#### [PROMPT]
The listing below should be written out exactly; please include all of it.

#### [Entries from a dataset]
____________

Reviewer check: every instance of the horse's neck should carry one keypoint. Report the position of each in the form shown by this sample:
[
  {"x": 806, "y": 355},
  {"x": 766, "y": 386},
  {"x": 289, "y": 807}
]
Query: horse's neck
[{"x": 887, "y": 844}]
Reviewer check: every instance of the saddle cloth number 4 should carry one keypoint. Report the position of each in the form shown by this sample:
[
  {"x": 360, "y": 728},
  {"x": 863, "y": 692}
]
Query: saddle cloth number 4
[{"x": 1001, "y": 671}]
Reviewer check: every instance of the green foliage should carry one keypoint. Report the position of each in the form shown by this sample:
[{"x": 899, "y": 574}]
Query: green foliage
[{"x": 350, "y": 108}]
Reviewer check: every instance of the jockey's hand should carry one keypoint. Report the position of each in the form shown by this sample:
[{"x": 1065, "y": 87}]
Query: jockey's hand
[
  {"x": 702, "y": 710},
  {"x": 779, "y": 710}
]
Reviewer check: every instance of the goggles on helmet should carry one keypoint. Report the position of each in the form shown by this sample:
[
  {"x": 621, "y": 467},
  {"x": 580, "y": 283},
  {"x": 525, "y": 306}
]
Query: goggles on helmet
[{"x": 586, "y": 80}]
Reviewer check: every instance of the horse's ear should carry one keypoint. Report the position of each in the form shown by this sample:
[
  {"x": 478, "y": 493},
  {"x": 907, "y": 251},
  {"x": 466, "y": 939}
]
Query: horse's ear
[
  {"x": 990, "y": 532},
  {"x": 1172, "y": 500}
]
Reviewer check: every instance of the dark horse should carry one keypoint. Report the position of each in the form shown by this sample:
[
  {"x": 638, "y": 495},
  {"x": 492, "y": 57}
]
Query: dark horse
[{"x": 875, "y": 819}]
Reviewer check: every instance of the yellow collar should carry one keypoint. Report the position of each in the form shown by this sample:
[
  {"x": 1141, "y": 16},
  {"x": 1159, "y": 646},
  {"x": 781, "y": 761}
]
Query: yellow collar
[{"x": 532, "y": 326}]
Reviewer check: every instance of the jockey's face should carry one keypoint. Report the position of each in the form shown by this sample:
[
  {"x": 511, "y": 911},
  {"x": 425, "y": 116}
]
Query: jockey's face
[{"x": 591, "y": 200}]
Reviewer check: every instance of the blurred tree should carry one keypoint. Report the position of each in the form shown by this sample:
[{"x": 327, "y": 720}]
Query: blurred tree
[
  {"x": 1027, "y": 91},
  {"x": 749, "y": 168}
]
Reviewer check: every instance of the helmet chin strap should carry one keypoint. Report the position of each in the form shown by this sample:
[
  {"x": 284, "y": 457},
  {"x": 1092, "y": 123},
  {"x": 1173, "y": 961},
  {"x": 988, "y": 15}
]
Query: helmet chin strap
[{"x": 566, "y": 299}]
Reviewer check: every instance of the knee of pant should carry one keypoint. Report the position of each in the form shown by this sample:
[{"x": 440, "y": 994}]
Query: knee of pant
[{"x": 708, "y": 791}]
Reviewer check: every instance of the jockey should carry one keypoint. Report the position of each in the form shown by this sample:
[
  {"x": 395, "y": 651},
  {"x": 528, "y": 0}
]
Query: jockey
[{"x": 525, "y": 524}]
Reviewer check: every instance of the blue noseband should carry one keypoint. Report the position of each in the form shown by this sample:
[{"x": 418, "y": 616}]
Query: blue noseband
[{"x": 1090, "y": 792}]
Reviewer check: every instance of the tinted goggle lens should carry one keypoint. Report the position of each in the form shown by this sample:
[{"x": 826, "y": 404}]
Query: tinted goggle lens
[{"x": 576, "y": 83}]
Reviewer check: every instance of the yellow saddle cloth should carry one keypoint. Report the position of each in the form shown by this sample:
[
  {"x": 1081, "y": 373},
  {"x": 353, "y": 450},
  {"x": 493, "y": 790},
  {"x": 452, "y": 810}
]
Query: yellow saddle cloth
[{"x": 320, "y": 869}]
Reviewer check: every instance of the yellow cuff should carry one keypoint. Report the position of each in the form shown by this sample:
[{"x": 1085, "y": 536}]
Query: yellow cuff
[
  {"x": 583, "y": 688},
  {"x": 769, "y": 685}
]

____________

#### [THE ANSWER]
Reviewer check: every instance of the horse's neck should carry one keypoint. Report the position of each in the form shown by this sample:
[
  {"x": 806, "y": 355},
  {"x": 766, "y": 386},
  {"x": 289, "y": 807}
]
Query: horse's neck
[{"x": 887, "y": 844}]
Reviewer check: every instance of the saddle cloth number 4 should carry one keypoint. Report the position of each in the form shown by this sample:
[
  {"x": 360, "y": 728},
  {"x": 863, "y": 692}
]
Query: saddle cloth number 4
[{"x": 1001, "y": 671}]
Reviewer check: every instance of the green foliage should carry one keypoint. Report the position of each in the form shown by this sample:
[{"x": 899, "y": 574}]
Query: green foliage
[{"x": 350, "y": 108}]
Reviewer check: every instance of the jockey's hand should carry one keypoint. Report the position of each in the form shown by this sample:
[{"x": 1065, "y": 87}]
Query: jockey's hand
[
  {"x": 702, "y": 710},
  {"x": 779, "y": 710}
]
Reviewer check: every instance of the goggles on helmet should carry one keypoint. Report the position of each in the form shown by this sample:
[
  {"x": 621, "y": 467},
  {"x": 580, "y": 283},
  {"x": 525, "y": 306}
]
Query: goggles on helmet
[{"x": 586, "y": 80}]
Reviewer check: every instance of the horse's ear should carry one keypoint. Report the position of each in the form shown by this sample:
[
  {"x": 478, "y": 493},
  {"x": 907, "y": 251},
  {"x": 466, "y": 939}
]
Query: horse's ear
[
  {"x": 990, "y": 532},
  {"x": 1172, "y": 500}
]
Reviewer check: every instance of the dark horse should carry one keypoint. Report the position of each in the form shown by this sample:
[
  {"x": 638, "y": 495},
  {"x": 492, "y": 57}
]
Query: dark horse
[{"x": 875, "y": 819}]
Reviewer check: every instance of the yellow collar should carry one keypoint. Report the position of each in the form shown by this sample:
[
  {"x": 1141, "y": 16},
  {"x": 1159, "y": 646},
  {"x": 781, "y": 761}
]
Query: yellow collar
[{"x": 532, "y": 326}]
Reviewer check: every instance of the jockey's face should carry one keypoint. Report the position of each in the form shown by this sample:
[
  {"x": 511, "y": 911},
  {"x": 425, "y": 116}
]
Query: jockey's face
[{"x": 591, "y": 200}]
Reviewer check: every instance of the blurred tree should carry one keypoint. Report the position of each in the form shown by this sample:
[{"x": 327, "y": 720}]
Query: blurred tree
[
  {"x": 1027, "y": 91},
  {"x": 749, "y": 168}
]
Reviewer check: every instance of the helmet chin strap should carry one keypoint. Report the position of each in the form shown by this sample:
[
  {"x": 284, "y": 457},
  {"x": 1092, "y": 123},
  {"x": 1173, "y": 961},
  {"x": 988, "y": 15}
]
Query: helmet chin strap
[{"x": 566, "y": 299}]
Reviewer check: every instance of the knee of pant should carry one keypoint. Report the position of each in the form shown by this sample:
[{"x": 440, "y": 994}]
Query: knee of pant
[{"x": 708, "y": 791}]
Reviewer check: every instance of the jockey should carry one keypoint. Report the position of each in the form shown by this sample:
[
  {"x": 395, "y": 651},
  {"x": 528, "y": 0}
]
Query: jockey
[{"x": 525, "y": 524}]
Reviewer check: every instance of the blue noseband should carry one keypoint. Report the position of each in the form shown by this sample:
[{"x": 418, "y": 616}]
Query: blue noseband
[{"x": 1090, "y": 792}]
Reviewer check: every instance of the tinted goggle lens should carry one keypoint. Report the position of each in the form shown by this sample:
[{"x": 826, "y": 404}]
Query: tinted goggle lens
[{"x": 576, "y": 83}]
Reviewer check: every instance of the yellow saddle cloth should carry one keypoint. Report the position of each in the form shown by this sample:
[
  {"x": 1081, "y": 373},
  {"x": 353, "y": 450},
  {"x": 493, "y": 790},
  {"x": 452, "y": 810}
]
Query: yellow saddle cloth
[{"x": 320, "y": 869}]
Reviewer check: every instance of the yellow cuff should carry one keypoint. Report the position of each in the form shown by this sample:
[{"x": 1085, "y": 536}]
Query: yellow cuff
[
  {"x": 583, "y": 688},
  {"x": 769, "y": 685}
]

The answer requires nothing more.